*TO DO:* Quote the lines of the items that run from the line containing "Task: Where can the catcher's helmet" through the line containing "x=546, y=308", with both of those lines included. Reproduce every line in that stretch unchanged and include nothing outside it.

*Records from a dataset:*
——
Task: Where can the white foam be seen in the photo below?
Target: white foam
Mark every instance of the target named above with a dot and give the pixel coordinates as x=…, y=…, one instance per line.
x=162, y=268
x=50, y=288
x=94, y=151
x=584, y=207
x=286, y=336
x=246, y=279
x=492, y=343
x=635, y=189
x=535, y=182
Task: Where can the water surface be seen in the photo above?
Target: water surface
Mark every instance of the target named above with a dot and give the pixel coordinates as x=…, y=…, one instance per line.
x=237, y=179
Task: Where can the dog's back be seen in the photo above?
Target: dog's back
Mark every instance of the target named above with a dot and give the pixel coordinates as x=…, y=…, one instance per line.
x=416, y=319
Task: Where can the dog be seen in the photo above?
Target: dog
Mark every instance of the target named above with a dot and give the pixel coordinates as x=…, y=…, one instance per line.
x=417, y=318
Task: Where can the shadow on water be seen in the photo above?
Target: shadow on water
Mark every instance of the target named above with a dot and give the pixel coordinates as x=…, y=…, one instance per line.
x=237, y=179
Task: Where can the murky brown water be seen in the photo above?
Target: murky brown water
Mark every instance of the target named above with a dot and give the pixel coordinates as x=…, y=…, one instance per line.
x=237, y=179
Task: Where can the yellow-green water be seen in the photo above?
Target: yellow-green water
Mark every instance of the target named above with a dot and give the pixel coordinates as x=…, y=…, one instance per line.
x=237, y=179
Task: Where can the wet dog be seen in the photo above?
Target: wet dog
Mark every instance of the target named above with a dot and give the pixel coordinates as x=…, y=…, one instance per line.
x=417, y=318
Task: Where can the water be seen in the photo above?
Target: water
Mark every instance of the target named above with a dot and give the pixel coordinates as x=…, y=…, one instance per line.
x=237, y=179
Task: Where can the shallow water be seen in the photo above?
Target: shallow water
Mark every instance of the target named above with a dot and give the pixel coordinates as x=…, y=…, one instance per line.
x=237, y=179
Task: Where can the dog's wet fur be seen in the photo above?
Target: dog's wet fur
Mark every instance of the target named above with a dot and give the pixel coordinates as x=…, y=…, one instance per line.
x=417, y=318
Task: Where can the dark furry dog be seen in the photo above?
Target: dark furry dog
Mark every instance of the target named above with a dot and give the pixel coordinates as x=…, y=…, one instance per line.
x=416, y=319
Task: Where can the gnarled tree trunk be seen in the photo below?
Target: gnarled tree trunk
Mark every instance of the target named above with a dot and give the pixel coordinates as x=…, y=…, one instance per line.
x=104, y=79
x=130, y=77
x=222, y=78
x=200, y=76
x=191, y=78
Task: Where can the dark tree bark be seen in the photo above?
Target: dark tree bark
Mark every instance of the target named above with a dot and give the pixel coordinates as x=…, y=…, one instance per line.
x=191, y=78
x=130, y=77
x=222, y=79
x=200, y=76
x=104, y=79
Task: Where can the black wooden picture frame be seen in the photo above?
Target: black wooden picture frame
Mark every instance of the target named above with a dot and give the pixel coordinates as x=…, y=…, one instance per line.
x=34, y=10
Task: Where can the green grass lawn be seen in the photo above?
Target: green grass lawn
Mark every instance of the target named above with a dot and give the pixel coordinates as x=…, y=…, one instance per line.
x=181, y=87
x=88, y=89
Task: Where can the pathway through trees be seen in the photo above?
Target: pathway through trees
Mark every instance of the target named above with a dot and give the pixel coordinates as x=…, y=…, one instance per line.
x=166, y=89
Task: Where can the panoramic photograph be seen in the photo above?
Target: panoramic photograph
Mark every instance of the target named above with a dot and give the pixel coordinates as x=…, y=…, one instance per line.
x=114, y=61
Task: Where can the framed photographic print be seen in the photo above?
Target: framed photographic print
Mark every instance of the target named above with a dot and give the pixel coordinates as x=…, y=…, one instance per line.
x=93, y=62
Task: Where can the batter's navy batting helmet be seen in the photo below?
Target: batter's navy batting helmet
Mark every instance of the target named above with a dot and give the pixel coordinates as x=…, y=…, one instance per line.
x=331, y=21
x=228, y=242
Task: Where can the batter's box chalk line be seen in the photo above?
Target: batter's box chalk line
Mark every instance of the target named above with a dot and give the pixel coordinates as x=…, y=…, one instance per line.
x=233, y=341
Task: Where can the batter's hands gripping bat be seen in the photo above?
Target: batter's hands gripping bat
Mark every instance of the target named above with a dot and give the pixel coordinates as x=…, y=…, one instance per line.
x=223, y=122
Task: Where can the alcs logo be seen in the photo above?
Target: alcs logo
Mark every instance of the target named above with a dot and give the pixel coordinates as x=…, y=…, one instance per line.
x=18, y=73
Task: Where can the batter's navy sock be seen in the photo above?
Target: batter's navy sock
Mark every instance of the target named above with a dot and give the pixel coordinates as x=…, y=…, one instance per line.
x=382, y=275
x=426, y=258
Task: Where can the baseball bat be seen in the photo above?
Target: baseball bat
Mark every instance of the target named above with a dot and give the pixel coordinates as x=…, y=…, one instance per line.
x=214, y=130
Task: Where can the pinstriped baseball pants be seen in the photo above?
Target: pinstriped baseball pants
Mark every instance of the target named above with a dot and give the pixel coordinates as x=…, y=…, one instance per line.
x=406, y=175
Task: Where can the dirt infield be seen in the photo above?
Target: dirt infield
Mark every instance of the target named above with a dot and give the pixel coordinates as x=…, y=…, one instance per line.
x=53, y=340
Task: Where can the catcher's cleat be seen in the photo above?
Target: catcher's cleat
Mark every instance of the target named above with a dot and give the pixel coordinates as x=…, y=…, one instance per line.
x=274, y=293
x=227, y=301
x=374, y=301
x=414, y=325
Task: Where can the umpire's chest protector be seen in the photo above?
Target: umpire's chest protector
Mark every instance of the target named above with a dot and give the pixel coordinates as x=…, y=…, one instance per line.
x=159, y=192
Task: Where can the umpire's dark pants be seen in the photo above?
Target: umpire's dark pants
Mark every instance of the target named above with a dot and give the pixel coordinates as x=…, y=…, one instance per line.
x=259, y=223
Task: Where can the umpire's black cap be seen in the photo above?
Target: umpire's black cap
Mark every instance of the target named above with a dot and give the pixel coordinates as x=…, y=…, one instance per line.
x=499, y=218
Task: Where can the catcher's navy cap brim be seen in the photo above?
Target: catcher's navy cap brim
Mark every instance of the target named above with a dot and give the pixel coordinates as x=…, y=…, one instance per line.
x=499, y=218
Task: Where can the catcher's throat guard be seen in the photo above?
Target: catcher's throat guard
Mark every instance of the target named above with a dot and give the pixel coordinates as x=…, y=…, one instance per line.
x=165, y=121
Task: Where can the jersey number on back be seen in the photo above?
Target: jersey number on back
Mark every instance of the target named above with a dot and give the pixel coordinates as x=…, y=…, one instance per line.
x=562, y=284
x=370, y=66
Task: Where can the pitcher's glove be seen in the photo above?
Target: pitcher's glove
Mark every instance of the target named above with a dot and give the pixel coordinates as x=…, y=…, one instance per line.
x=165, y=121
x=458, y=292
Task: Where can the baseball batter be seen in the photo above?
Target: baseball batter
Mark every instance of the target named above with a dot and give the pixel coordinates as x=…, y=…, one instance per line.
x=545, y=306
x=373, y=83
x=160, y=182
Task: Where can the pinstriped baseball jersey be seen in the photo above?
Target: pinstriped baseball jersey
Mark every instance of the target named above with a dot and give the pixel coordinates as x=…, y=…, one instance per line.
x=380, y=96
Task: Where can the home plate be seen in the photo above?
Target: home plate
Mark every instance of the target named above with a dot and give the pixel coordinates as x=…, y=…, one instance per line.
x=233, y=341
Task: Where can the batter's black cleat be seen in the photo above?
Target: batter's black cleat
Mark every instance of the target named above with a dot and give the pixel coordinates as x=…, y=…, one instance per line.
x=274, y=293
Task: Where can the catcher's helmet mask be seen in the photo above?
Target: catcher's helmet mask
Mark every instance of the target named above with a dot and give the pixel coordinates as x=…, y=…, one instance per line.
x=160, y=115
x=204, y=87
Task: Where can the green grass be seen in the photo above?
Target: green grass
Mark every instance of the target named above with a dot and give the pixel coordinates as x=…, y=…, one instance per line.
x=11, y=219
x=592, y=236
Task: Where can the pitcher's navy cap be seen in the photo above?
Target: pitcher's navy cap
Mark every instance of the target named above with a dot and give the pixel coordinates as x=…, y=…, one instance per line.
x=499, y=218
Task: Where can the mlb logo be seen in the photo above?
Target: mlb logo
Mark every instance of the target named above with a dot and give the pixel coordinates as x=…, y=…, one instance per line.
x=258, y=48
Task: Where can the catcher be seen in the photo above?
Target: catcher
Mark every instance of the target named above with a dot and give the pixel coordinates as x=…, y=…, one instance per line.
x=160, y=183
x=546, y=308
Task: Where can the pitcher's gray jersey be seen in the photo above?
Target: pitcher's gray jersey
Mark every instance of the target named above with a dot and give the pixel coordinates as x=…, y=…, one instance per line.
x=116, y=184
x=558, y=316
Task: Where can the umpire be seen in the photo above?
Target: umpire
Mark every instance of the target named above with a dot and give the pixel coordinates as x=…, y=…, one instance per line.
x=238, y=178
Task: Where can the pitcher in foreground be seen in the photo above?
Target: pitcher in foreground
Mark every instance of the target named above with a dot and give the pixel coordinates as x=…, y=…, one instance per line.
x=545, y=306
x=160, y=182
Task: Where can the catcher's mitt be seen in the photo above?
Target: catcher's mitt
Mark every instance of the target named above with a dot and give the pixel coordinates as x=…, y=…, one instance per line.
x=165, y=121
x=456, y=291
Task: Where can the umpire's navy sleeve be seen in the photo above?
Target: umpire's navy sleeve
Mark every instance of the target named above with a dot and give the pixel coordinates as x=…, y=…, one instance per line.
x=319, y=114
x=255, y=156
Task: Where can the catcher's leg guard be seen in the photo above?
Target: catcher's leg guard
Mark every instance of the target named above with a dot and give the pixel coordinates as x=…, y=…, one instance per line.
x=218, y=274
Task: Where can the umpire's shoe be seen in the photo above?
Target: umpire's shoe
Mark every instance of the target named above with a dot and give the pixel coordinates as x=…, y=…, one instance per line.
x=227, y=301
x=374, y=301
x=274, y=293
——
*ANSWER TO THIS EXERCISE:*
Task: Where can the catcher's helmet mask be seen in the photo above?
Target: catcher's helmet mask
Mark every instance of the target named above with a dot and give the pixel coordinates as x=…, y=…, one instance per line.
x=160, y=115
x=204, y=87
Task: Where can the green grass be seen in the photo above?
Target: green grass
Mark every instance of the target named above with a dot and give the pixel coordinates as x=…, y=…, one instance per line.
x=11, y=219
x=592, y=236
Task: Where can the pitcher's navy cap be seen in the photo above?
Target: pitcher's navy cap
Mark every instance of the target named above with a dot and give the pixel coordinates as x=…, y=…, one instance per line.
x=499, y=218
Task: Where can the mlb logo be seen in the photo above?
Target: mlb logo
Mark every instance of the target named above with a dot and give the pixel coordinates as x=…, y=…, one instance per line.
x=258, y=48
Task: Where can the catcher be seen in the photo above?
Target: catcher
Mark every instance of the target named above with a dot and give the pixel coordinates as x=…, y=…, one instance per line.
x=160, y=183
x=546, y=308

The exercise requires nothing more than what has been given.